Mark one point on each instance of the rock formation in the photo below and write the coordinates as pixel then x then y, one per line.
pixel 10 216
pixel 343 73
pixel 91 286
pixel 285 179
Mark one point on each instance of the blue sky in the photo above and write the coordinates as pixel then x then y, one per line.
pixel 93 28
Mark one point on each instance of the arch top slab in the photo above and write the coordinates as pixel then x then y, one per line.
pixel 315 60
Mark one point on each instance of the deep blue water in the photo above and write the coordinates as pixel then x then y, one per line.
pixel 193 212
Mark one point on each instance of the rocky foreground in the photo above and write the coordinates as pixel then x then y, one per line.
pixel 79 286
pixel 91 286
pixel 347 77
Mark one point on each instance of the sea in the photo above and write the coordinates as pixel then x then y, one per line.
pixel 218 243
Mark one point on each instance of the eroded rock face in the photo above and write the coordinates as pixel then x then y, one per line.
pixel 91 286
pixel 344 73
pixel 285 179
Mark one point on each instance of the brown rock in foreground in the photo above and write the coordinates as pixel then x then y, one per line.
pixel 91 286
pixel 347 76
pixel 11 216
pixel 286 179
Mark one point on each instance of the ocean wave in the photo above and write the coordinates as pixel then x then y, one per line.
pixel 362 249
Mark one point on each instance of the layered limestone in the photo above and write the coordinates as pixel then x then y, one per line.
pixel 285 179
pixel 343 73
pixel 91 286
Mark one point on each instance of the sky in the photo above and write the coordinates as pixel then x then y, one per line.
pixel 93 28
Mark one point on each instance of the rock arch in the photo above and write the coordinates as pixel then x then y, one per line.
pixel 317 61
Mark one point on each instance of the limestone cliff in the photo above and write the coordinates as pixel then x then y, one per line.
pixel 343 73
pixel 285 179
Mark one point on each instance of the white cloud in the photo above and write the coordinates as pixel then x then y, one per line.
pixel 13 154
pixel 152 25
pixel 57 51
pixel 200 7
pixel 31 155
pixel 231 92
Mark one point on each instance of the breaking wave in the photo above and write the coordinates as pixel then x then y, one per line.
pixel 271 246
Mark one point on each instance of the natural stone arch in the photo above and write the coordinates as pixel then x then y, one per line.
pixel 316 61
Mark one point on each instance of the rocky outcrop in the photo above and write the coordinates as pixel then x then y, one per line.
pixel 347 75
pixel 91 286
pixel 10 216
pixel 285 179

== == ==

**Task to complete**
The records need to be reproduced in their entirety, word for word.

**Exercise result**
Mark one point on each instance of the rock formation in the photo below and write the coordinates as pixel then x then y, one per line.
pixel 10 216
pixel 343 73
pixel 91 286
pixel 285 179
Mark one point on each instance of the blue sky in the photo above and write the coordinates as pixel then x then y, one per line.
pixel 93 28
Mark one point on each instance of the arch top slab in the photo above and write the coordinates as pixel then x then y, one per line.
pixel 315 60
Mark one point on each instance of the deep blue water in the photo above and write the coordinates as pixel then x then y, one per line.
pixel 193 212
Mark one point on each instance of the rocky foreground in the photo above and write the coordinates as pixel then x then y, one per line.
pixel 79 286
pixel 91 286
pixel 347 77
Mark one point on each instance of the sea in the photo above and write the coordinates as pixel then x then y, one per line.
pixel 218 243
Mark one point on each instance of the eroded rock face in the photo above and write the coordinates as pixel then x then y, one per line.
pixel 91 286
pixel 344 73
pixel 285 179
Mark one point on each instance of the brown rock in foreground in the photo above and write the coordinates as pixel then x then y, one per line.
pixel 91 286
pixel 347 76
pixel 11 216
pixel 286 179
Mark one point on each instance of the ocean wave in the photo above and write the coordinates as pixel then x then y, one per line.
pixel 362 249
Mark one point on each instance of the layered limestone in the photo above and write the coordinates as pixel then x then y, one per line.
pixel 285 179
pixel 343 73
pixel 91 286
Mark one point on each instance of the sky in the photo above and write the coordinates as pixel then x then y, one per line.
pixel 93 28
Mark one point on each instance of the rock arch in the photo above and write the coordinates as pixel then x then y, one per line.
pixel 317 61
Mark one point on each instance of the limestone cliff in the photo above and write the coordinates as pixel then x then y, one per line.
pixel 343 73
pixel 285 179
Mark one point on each instance of the white cloud in the photo above and write the coordinates as pixel then x then y, one per line.
pixel 13 154
pixel 152 25
pixel 57 51
pixel 200 7
pixel 31 155
pixel 231 92
Mark one point on each instance of the breaking wave in the photo above and write the coordinates as pixel then x then y, one per line.
pixel 271 246
Mark one point on each instance of the natural stone arch in the photo above and write the coordinates as pixel then x then y, one per line.
pixel 316 61
Mark one point on each instance of the rocky outcrop in the photo above and write the coordinates as pixel then x then y, one per line.
pixel 347 75
pixel 91 286
pixel 10 216
pixel 285 179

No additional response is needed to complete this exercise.